Personal information
- Full name: Benjamin Ricki Beams
- Born: 17 August 1978 (age 47) Launceston
- Original team: Glenorchy/Tassie Mariners
- Draft: 33rd overall, 1997 Rookie draft (Melbourne)
- Height: 183 cm (6 ft 0 in)
- Weight: 76 kg (168 lb)
- Position: Small forward

Playing career^{1}
- Years: Club / Games (Goals)
- 1997–2001: Melbourne / 23 (17)

Coaching career
- Years: Club / Games (W–L–D)
- 2008: MFNC (O&MFNL)
- 2009–2011: TUFC (OSFA)
- 2012–2013: GDFC (TSL)
- 2014–current: TUFC (OSFA)
- ^{1} Playing statistics correct to the end of 2001.

Career highlights
- Played in the 2000 AFL Grand Final Melbourne v Essendon

= Ben Beams =

Australian rules footballer

Ben Beams (born 17 August 1978) is an Australian rules footballer who played for the Melbourne Football Club in the Australian Football League (AFL) between 1999 and 2001 and the Tasmanian Devils Football club in the Victorian Football League (VFL) from 2002 until 2006.

==AFL career==
Recruited from Glenorchy, Tasmania he made his AFL debut in Round 5 of the 1999 season against Port Adelaide, and played 11 games for 9 goals in his debut year. His returns diminished in the following years and he appeared just 7 times in 2000.

===2000 Grand Final appearance===
He did, however, make an appearance in the Melbourne Grand Final team of that year when Cameron Bruce was forced to withdraw on the day of the game due to injury. Beams barely left the bench all day and failed to register a possession. Melbourne lost the Grand Final against Essendon by 60 points.

===Delisting===
Beams appeared in the first two games of the 2001 season, but found himself a casualty of the Demons alarming drop in form which took them from 2nd in 2000 to 11th a year later. He appeared a total of five times during the year for four goals and was subsequently delisted at the end of the season.

==Post-AFL career==
Beams then moved to the Victorian Football League to play for the Tasmanian Devils, back in his home state. He later became their captain and remained with the team as of 2006. Ben quit the Devils and VFL football in 2007 and was appointed coach of the Myrtleford Football Club in 2008. In 2009 he underwent knee surgery and coached University in the Old Scholars Football AssociationLeague.

In 2011 he was announced the coach of the Glenorchy Football Club for the 2012 Tasmanian State League season. He replaced Byron Howard who left the job. He coached GDFC 2012 -2013 Season and in 2014 returned as senior coach to TUFC (Old Scholars Football Association) and has remained senior coach for the past 5 Seasons, during which time he coached TUFC to a premiership in 2016.

He was inducted into the Tasmanian AFL Hall of Fame 2015 as inductee #297.

*Supplied records*:
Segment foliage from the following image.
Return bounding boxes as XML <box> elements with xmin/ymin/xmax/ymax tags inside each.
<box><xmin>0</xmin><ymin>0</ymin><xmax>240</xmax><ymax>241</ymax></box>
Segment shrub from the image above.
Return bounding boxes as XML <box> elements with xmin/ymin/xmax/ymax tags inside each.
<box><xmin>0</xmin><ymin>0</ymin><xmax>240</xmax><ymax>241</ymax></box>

*Work instructions*:
#1 List every field label under "Personal information" in the Ben Beams article.
#2 Repeat word for word the stretch of the Ben Beams article from "Personal information" through "Club / Games (Goals)".
The data here has no connection to the Ben Beams article.

*Solutions in order*:
#1 Full name, Born, Original team, Draft, Height, Weight, Position

#2
Personal information
- Full name: Benjamin Ricki Beams
- Born: 17 August 1978 (age 47) Launceston
- Original team: Glenorchy/Tassie Mariners
- Draft: 33rd overall, 1997 Rookie draft (Melbourne)
- Height: 183 cm (6 ft 0 in)
- Weight: 76 kg (168 lb)
- Position: Small forward

Playing career^{1}
- Years: Club / Games (Goals)